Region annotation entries
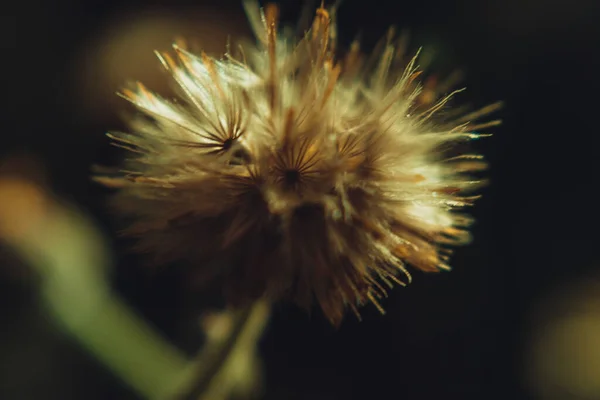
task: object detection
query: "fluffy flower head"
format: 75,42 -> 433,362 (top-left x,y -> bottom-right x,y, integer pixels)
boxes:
98,2 -> 496,323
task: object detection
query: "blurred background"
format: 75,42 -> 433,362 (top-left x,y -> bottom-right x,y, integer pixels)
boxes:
0,0 -> 600,400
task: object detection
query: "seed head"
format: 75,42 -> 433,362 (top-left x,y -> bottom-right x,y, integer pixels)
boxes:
97,2 -> 497,324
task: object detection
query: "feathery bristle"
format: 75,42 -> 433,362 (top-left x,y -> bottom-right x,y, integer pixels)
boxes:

### [REQUIRED TASK]
Could you copy out the items from the start up to and including the line with "0,0 -> 600,400", leaving out the pictures?

### [COMPLETE ANSWER]
task: object detection
query: "fluffy flower head"
format: 75,42 -> 433,362 (top-left x,y -> bottom-right x,y, integer pixels)
boxes:
98,2 -> 496,323
task: object detection
query: "blurred background"
format: 75,42 -> 433,362 (top-left x,y -> bottom-right x,y, integer pixels)
boxes:
0,0 -> 600,400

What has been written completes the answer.